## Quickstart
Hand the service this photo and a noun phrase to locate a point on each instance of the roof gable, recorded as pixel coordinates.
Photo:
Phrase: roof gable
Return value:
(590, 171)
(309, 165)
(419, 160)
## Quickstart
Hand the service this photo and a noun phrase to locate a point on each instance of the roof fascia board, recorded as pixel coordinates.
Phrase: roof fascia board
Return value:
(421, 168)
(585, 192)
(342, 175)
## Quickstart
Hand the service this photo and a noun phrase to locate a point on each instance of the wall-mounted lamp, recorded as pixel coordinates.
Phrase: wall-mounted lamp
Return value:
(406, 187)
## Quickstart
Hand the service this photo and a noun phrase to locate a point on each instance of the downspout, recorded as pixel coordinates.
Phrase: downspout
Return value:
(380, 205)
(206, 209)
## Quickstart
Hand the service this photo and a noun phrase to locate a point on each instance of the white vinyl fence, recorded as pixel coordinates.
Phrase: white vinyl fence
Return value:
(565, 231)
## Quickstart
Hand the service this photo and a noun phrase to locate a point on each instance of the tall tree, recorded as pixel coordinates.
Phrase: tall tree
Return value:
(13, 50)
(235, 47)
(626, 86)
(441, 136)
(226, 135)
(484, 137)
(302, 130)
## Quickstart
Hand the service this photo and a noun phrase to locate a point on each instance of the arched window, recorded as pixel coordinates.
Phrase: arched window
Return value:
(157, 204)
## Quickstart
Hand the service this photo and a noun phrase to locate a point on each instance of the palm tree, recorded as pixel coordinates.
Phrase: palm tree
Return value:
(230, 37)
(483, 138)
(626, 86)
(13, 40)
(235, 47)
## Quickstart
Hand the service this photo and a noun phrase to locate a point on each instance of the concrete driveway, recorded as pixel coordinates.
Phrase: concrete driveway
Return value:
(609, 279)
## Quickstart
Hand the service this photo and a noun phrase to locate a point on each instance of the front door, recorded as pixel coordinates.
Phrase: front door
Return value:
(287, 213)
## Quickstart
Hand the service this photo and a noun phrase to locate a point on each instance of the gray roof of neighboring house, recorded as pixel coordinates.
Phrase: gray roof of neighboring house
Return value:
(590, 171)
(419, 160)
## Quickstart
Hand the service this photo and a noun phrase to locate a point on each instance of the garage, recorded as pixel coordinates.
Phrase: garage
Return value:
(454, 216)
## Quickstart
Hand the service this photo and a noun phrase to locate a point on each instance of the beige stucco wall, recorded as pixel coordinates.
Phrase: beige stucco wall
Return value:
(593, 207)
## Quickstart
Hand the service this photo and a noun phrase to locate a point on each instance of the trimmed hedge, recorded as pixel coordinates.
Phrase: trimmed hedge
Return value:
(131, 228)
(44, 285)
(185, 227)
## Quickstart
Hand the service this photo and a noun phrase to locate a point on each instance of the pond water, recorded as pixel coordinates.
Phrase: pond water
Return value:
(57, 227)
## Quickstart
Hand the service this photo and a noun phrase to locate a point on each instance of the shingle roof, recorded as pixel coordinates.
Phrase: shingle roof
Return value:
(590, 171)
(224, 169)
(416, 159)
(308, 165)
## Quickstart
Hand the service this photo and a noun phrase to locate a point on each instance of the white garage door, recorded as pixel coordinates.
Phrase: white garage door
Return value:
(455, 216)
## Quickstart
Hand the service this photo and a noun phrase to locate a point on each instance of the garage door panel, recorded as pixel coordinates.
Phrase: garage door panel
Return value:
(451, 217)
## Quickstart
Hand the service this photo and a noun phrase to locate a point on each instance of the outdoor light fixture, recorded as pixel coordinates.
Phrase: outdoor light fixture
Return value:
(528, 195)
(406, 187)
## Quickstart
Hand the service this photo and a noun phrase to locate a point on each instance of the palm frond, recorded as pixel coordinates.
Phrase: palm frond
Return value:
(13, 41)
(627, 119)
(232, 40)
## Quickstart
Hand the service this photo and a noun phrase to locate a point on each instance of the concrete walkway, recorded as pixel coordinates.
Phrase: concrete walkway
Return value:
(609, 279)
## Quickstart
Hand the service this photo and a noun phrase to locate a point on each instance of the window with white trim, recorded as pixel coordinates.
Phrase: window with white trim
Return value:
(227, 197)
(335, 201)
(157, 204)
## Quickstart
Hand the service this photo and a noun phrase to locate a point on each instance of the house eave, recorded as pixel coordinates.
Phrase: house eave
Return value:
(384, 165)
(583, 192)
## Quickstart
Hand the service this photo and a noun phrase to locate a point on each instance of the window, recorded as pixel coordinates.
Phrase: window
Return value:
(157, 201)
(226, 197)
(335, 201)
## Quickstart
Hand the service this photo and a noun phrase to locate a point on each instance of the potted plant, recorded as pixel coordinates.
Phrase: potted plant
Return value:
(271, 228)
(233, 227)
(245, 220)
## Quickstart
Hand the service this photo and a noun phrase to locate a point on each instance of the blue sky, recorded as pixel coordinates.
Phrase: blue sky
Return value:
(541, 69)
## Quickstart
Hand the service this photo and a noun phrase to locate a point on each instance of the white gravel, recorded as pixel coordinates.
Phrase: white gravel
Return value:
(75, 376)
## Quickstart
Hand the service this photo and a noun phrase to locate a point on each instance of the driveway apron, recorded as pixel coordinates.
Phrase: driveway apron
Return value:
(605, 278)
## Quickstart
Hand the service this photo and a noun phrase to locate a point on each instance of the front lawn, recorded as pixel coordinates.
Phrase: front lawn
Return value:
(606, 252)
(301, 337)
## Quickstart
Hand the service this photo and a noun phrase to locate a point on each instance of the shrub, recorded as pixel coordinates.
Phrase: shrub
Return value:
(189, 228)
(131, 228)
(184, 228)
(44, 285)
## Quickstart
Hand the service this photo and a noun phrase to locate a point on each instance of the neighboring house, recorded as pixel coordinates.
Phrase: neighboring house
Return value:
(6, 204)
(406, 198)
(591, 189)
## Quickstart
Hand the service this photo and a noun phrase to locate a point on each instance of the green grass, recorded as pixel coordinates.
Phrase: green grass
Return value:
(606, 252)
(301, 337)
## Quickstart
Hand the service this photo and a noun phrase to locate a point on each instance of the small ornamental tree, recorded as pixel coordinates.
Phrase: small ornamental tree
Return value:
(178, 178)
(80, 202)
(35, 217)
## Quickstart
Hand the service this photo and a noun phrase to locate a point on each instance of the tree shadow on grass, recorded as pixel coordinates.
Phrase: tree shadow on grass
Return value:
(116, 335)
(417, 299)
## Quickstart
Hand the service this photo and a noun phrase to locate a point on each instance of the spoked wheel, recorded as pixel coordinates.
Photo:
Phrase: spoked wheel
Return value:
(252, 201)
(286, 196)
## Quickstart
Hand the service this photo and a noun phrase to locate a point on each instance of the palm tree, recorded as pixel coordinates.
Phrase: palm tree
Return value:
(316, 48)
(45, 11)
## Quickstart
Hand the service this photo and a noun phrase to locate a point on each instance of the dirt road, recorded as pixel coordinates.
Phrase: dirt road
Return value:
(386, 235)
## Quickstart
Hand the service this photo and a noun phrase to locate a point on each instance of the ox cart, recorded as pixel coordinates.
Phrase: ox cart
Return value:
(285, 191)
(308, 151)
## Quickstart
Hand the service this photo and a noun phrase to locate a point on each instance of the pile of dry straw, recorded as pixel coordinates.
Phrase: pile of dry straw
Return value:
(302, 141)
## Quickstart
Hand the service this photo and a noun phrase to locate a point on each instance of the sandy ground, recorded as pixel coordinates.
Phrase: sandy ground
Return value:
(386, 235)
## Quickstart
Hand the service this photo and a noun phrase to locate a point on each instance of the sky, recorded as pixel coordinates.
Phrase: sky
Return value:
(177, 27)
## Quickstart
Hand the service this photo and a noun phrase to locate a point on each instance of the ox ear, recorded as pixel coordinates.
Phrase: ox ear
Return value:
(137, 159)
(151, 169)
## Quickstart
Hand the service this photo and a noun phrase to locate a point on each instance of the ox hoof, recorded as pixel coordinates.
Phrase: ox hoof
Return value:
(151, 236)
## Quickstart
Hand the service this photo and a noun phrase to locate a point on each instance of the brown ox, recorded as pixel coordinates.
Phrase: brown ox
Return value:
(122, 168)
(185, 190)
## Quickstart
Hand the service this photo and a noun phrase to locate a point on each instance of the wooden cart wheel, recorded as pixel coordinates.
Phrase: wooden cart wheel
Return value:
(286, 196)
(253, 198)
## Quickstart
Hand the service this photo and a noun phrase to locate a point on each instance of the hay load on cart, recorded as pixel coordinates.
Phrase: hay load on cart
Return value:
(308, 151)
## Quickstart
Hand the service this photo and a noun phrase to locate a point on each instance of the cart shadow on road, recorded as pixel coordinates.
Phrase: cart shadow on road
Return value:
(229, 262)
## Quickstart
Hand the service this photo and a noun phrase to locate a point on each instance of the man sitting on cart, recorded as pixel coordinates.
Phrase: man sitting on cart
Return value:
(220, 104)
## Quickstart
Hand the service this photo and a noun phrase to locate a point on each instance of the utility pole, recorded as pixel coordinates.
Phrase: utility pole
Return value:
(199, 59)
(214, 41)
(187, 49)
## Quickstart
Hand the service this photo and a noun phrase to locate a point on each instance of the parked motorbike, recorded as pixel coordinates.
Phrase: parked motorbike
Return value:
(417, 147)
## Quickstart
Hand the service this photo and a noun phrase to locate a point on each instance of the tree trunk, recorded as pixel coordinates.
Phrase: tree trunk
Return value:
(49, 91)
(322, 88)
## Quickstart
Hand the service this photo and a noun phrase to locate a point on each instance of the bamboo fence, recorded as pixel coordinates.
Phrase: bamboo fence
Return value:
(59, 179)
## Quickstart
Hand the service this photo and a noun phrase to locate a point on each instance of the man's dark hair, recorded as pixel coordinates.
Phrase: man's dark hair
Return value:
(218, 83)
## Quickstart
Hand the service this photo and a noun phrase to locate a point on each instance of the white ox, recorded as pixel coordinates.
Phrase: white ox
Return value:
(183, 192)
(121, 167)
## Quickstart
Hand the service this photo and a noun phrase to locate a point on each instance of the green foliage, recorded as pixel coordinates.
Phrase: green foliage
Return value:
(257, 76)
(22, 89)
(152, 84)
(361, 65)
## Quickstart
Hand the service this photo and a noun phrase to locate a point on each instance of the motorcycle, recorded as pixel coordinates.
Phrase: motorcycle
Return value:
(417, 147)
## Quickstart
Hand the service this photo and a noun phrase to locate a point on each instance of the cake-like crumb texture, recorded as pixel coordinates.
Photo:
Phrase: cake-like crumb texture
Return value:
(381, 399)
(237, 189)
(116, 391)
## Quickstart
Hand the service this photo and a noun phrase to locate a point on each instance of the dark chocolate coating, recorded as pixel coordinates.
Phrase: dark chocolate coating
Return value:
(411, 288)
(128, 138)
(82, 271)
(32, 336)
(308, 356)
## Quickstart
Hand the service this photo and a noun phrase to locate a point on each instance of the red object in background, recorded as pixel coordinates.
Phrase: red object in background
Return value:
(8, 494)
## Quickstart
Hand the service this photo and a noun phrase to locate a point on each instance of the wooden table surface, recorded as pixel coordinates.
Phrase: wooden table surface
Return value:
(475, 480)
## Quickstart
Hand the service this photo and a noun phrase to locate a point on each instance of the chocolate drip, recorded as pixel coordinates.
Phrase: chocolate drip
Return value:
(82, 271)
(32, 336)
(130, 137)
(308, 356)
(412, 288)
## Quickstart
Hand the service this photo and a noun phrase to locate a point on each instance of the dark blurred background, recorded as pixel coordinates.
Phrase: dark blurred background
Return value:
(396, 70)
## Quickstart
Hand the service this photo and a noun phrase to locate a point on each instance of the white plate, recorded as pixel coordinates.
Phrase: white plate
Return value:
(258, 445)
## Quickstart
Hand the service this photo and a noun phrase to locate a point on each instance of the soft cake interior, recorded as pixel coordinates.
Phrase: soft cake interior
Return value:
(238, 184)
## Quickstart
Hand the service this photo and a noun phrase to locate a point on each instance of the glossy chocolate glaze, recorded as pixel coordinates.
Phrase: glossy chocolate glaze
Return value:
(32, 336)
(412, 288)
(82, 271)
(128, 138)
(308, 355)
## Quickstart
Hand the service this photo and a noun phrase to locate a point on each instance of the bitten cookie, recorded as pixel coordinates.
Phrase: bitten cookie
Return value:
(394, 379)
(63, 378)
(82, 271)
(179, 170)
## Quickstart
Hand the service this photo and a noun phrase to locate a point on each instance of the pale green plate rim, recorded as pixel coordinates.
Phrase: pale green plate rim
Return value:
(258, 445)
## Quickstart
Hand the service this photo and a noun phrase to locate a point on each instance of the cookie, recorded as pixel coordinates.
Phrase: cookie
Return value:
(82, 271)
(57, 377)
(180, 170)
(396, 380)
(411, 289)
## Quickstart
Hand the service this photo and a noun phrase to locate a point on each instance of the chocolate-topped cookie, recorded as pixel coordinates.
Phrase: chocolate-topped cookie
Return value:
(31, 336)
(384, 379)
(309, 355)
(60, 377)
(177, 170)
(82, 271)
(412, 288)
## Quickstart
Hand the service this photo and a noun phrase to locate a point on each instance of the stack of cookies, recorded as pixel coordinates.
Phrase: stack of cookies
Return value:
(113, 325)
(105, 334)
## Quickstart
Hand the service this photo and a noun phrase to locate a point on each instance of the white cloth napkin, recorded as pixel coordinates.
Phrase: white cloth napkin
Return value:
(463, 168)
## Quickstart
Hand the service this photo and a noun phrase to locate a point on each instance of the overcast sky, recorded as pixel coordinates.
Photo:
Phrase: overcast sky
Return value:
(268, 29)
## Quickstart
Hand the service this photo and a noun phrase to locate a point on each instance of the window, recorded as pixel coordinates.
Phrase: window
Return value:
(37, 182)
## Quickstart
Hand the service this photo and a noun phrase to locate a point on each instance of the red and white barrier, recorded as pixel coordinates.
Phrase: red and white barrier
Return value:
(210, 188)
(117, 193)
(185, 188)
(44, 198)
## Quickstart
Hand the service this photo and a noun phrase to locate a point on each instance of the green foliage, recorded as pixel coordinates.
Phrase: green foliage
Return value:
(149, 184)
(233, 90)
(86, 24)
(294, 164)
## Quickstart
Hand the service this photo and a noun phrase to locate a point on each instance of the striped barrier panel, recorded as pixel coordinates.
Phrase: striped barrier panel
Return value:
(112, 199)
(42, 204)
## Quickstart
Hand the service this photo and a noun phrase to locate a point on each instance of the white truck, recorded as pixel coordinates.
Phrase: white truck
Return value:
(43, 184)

▶ _What you need to do_
Determine how many lines above hold the word "table", then give only that number.

▶ _Result for this exercise_
2